WHAT NEEDS TO BE DONE — Search the entries for the word "hillside". Copy every line that holds it.

** Opening EXTRACTED RECORDS block **

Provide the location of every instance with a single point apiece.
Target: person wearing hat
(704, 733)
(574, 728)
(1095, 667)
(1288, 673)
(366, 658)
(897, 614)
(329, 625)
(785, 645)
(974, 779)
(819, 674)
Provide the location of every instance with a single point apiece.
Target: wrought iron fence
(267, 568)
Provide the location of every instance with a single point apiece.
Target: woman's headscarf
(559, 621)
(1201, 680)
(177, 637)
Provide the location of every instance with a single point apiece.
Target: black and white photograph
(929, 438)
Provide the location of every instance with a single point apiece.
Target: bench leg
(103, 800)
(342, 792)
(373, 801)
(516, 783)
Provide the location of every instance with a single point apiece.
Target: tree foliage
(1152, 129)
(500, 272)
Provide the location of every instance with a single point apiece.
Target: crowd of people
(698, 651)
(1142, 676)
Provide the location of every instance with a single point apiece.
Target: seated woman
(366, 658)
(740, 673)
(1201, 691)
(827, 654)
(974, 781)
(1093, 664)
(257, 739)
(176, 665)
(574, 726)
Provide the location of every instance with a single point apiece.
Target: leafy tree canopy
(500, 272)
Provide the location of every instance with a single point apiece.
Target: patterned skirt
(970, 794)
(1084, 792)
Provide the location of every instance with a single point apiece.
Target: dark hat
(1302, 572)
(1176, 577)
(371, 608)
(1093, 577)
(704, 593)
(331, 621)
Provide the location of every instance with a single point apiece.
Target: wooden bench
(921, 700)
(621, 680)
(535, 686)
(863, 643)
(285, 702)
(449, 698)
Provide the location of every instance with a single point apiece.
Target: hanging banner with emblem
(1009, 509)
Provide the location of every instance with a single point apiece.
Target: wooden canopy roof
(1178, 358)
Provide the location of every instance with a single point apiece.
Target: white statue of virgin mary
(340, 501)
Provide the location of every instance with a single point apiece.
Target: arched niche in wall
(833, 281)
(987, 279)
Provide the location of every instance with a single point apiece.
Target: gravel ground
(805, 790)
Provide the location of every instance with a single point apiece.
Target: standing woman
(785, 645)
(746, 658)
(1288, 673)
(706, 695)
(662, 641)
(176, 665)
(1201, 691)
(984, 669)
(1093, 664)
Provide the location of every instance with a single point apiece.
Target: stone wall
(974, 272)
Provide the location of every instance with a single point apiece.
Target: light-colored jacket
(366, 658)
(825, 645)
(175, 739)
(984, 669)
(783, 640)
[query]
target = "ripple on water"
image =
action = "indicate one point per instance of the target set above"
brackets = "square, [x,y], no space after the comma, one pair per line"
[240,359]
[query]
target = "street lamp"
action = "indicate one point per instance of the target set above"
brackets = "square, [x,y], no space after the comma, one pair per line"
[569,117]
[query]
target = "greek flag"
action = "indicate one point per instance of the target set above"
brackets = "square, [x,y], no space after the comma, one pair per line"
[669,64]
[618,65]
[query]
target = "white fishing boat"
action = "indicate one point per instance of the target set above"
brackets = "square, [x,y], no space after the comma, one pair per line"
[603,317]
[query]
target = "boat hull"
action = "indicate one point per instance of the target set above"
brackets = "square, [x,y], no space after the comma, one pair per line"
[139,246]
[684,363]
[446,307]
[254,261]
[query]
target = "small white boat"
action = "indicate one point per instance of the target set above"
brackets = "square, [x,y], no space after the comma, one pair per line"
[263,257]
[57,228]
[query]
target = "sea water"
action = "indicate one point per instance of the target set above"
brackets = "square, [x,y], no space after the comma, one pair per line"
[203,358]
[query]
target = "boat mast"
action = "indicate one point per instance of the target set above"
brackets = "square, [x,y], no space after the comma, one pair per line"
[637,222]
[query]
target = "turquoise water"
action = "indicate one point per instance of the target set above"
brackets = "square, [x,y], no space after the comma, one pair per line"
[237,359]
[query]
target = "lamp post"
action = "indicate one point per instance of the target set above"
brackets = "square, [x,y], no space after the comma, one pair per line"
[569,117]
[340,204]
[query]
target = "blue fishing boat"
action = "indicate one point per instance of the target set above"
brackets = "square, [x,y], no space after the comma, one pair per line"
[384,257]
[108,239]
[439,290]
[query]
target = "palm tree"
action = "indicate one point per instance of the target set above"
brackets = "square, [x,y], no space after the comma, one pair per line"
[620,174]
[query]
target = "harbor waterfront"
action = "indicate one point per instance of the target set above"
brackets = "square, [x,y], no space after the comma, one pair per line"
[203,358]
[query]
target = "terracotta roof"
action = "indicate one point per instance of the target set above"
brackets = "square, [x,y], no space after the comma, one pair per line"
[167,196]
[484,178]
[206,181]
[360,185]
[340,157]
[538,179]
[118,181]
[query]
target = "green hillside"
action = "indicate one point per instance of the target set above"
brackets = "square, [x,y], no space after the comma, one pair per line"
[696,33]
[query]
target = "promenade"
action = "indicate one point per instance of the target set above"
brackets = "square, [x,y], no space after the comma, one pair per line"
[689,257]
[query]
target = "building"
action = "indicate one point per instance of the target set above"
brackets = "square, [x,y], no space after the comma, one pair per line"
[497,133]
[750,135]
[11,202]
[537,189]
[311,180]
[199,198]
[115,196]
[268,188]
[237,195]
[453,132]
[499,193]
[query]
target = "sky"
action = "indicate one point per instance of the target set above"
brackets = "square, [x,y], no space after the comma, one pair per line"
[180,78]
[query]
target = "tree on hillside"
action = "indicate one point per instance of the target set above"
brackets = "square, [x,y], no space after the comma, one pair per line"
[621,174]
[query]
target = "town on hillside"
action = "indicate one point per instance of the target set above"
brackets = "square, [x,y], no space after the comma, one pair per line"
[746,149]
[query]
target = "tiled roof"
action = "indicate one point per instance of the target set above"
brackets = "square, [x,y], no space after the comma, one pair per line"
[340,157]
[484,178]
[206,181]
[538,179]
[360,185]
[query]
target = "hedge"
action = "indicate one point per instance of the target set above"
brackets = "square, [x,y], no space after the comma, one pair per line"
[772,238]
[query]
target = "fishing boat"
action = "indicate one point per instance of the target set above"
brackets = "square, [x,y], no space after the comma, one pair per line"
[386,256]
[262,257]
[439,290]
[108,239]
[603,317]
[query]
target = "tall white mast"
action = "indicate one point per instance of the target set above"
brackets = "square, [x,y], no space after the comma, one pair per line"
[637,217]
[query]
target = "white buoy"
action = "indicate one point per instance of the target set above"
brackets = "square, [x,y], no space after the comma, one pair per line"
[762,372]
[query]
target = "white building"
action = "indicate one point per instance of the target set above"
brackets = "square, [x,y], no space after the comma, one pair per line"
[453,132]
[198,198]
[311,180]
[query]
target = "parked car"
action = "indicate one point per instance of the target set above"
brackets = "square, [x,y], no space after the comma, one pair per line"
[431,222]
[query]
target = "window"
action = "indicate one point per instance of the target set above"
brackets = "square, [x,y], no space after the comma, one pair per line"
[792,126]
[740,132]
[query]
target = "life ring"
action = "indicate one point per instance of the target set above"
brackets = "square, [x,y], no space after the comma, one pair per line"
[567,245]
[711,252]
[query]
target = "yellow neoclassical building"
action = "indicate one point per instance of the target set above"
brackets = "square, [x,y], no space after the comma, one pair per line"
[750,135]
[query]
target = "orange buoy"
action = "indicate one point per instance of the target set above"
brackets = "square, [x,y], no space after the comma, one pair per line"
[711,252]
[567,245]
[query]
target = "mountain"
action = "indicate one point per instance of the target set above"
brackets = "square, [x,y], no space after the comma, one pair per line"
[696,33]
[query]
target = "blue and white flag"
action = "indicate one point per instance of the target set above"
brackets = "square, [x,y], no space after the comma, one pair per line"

** Closing EXTRACTED RECORDS block **

REPLY —
target = "green hillside"
target = "tree on hillside"
target = "town on hillside"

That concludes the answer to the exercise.